Input rows:
####

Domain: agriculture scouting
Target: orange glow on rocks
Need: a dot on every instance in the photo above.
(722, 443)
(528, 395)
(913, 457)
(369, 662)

####

Stated exercise: Please write out all of the records above again, word for word.

Full output:
Domain: agriculture scouting
Target: orange glow on rocks
Need: a dot on every instance in the photo above.
(722, 443)
(528, 395)
(913, 457)
(369, 662)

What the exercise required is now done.